== Activity ==
Beginning at the line containing "For every instance of the stainless" in the material below and ending at the line containing "For every instance of the white ceiling", return each line exactly and add nothing.

== Data for this exercise ==
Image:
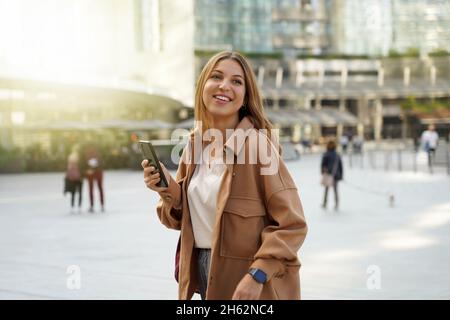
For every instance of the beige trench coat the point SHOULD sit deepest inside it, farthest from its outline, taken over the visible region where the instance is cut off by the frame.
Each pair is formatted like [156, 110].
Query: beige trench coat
[259, 223]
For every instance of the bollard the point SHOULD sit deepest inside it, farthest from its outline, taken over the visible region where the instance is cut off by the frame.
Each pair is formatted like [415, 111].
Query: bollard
[391, 200]
[448, 158]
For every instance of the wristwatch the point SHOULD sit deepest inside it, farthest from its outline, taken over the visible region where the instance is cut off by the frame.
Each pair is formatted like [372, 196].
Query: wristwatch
[259, 275]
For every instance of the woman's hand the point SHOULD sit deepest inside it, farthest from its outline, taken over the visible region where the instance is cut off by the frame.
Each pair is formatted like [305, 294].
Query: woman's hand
[151, 178]
[248, 289]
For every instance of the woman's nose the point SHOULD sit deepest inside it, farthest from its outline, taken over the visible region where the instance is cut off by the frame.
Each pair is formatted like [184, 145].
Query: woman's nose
[224, 85]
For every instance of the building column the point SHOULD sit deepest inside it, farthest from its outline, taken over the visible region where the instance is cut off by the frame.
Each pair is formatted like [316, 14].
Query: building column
[362, 112]
[340, 127]
[378, 121]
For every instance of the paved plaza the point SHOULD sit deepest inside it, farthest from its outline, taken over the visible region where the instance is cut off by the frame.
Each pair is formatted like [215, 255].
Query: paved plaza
[389, 240]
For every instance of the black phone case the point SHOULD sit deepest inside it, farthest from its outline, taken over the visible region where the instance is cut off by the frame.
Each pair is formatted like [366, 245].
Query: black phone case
[149, 153]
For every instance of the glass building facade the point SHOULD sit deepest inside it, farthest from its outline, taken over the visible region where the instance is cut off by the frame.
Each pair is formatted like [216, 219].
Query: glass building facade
[421, 24]
[261, 25]
[361, 27]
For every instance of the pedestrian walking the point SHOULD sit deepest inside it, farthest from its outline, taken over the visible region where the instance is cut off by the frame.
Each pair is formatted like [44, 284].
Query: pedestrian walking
[74, 179]
[332, 172]
[241, 226]
[94, 174]
[344, 141]
[430, 140]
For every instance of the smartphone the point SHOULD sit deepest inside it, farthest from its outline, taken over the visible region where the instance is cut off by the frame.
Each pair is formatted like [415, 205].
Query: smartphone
[149, 153]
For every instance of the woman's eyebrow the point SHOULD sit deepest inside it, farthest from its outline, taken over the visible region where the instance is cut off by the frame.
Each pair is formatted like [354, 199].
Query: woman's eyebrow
[234, 75]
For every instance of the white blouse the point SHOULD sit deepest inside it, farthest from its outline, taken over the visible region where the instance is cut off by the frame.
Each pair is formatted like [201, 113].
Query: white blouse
[202, 198]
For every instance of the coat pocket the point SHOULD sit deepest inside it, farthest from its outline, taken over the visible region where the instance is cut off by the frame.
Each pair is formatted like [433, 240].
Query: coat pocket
[243, 220]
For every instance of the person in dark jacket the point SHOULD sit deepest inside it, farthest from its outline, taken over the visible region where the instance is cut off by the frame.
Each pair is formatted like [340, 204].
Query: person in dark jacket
[332, 164]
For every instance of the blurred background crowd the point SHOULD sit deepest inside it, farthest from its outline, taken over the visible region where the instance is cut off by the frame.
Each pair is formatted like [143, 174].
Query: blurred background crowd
[111, 72]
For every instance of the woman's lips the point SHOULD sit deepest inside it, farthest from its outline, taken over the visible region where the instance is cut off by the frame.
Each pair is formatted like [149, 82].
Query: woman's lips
[220, 102]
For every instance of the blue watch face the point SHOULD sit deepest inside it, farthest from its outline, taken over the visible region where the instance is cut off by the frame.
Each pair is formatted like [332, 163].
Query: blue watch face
[258, 275]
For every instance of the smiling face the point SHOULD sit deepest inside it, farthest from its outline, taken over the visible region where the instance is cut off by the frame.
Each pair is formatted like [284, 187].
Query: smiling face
[224, 91]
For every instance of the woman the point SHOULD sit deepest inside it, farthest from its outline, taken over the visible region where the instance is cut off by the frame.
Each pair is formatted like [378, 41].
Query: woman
[332, 165]
[74, 178]
[241, 226]
[94, 173]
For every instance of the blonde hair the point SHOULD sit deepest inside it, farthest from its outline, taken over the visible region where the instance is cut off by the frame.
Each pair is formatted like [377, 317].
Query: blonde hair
[252, 101]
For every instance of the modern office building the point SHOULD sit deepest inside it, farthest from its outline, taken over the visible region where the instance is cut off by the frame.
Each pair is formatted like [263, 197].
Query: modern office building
[375, 27]
[421, 24]
[287, 26]
[361, 27]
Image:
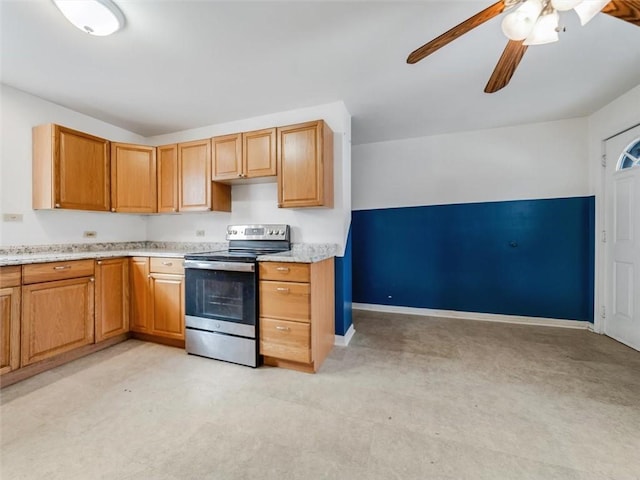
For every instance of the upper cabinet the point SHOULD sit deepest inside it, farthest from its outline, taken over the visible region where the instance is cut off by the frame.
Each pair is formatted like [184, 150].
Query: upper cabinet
[244, 155]
[74, 170]
[227, 157]
[259, 153]
[194, 182]
[305, 165]
[184, 180]
[133, 178]
[168, 178]
[196, 191]
[71, 169]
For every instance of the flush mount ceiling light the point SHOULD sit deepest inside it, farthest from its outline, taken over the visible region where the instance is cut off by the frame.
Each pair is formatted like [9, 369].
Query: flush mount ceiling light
[95, 17]
[529, 22]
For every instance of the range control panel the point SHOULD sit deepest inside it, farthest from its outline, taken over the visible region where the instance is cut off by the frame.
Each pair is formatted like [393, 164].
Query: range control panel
[258, 232]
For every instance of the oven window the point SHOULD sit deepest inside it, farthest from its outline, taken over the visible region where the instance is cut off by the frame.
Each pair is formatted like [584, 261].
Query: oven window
[229, 296]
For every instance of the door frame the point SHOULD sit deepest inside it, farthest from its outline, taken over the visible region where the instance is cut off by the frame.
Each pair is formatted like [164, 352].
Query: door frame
[601, 258]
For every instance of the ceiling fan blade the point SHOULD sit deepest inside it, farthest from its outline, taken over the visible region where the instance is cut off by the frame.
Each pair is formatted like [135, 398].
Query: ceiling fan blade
[457, 31]
[627, 10]
[506, 66]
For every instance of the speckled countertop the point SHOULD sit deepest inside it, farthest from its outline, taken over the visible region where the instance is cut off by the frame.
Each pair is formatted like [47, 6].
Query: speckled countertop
[303, 253]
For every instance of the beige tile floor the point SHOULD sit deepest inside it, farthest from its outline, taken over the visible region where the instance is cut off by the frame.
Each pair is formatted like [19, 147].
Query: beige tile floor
[411, 398]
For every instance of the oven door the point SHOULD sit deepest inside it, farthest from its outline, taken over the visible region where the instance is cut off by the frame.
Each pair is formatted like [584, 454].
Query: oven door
[221, 291]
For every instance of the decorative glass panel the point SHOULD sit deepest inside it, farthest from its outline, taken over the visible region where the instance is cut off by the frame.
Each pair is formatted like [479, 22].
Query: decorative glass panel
[631, 156]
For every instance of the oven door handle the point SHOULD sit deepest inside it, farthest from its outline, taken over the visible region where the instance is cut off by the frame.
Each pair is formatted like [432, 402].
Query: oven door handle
[222, 266]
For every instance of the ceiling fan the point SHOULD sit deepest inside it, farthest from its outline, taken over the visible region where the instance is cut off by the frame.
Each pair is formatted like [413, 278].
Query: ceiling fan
[531, 22]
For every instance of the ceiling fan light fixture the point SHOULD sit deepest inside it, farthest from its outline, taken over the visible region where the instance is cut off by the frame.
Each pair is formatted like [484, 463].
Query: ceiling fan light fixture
[545, 30]
[519, 24]
[564, 5]
[95, 17]
[588, 9]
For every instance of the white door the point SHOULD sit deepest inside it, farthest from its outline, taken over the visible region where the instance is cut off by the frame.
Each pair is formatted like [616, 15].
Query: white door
[622, 189]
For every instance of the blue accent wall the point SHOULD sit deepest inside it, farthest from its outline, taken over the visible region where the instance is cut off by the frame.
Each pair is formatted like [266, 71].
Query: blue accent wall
[525, 257]
[343, 289]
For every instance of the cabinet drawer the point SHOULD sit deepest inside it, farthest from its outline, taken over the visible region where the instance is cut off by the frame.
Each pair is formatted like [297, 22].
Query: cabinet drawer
[284, 271]
[167, 265]
[285, 300]
[285, 340]
[10, 276]
[46, 272]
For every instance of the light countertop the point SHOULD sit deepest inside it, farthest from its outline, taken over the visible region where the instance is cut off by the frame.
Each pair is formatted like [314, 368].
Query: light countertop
[301, 253]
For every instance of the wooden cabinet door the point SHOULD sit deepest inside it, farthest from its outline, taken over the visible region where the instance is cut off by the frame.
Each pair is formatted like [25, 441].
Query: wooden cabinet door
[112, 298]
[82, 171]
[167, 305]
[9, 329]
[139, 294]
[168, 178]
[194, 170]
[227, 157]
[140, 309]
[305, 165]
[56, 317]
[133, 178]
[259, 153]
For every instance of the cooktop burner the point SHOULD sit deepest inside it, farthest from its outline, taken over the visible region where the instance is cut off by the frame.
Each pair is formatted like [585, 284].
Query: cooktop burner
[231, 255]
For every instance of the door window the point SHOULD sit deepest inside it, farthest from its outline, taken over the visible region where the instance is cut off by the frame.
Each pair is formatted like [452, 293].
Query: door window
[631, 156]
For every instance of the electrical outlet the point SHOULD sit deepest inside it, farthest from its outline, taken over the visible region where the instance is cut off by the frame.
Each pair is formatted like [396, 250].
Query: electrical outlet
[11, 217]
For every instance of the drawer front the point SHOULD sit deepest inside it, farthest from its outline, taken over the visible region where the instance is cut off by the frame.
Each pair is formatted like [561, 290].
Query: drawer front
[10, 276]
[285, 340]
[284, 271]
[167, 265]
[285, 300]
[47, 272]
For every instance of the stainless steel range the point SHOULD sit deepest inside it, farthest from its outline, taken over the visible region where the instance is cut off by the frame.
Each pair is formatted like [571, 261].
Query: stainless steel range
[221, 294]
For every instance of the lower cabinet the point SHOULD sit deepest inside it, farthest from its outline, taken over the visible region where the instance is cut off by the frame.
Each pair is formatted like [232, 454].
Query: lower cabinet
[112, 298]
[9, 318]
[57, 316]
[157, 297]
[296, 313]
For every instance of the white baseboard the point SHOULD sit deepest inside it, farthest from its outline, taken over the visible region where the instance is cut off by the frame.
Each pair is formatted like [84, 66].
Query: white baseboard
[484, 317]
[343, 340]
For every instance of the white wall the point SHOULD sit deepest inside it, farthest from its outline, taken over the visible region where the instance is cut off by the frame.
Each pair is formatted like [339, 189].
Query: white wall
[254, 203]
[20, 112]
[617, 116]
[542, 160]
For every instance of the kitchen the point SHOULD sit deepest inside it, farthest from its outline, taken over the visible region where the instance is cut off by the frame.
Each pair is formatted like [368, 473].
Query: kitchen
[253, 203]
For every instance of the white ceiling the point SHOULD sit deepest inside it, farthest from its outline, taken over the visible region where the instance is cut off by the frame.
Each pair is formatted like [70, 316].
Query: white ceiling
[184, 64]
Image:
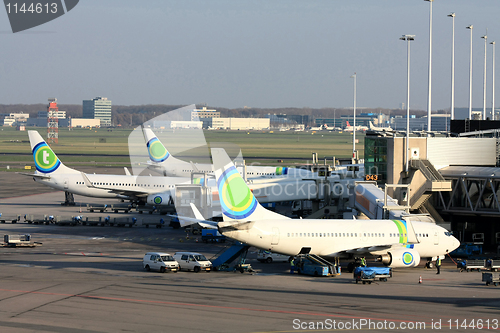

== Written solution ==
For every instance of the stainless steel range the point SHOULD sit deepest inside it, farthest from its outline, taken over the visible region where the instance is cut off by the frame.
Each pair is formatted like [571, 261].
Query: stainless steel range
[221, 294]
For every instance of the lower cabinet the point SHOULD sit deepest inside it, farthest from its outline, taken over the visible region where the instance is cut off by the frame.
Each pair is formatted like [232, 454].
Query: lower cabinet
[112, 298]
[9, 318]
[57, 316]
[157, 297]
[296, 313]
For every instance of the white baseboard the point SHOULD sit deepest inside it, farthest from its outline, taken over the visible region where the instance is cut off by the frame.
Each pair is formatted like [84, 66].
Query: white baseboard
[484, 317]
[343, 340]
For every instance of the white wall the point SHOULD sit deepest inside it, farthest from its outline, taken over the visible region where the instance is cut off by the frame.
Each pair is formatted like [339, 189].
Query: white wall
[254, 203]
[20, 112]
[617, 116]
[542, 160]
For every instance of the kitchen the point SHOULD sit deepest inside it, farthest from its outline, taken over the visible region where the instance is cut off by the frame.
Each pair is formatted like [368, 473].
Query: kitchen
[253, 203]
For every instance of the white ceiling the point SHOULD sit deepest inside it, farthest from its outline, taken over the visible region where the instance is cut off by the frame.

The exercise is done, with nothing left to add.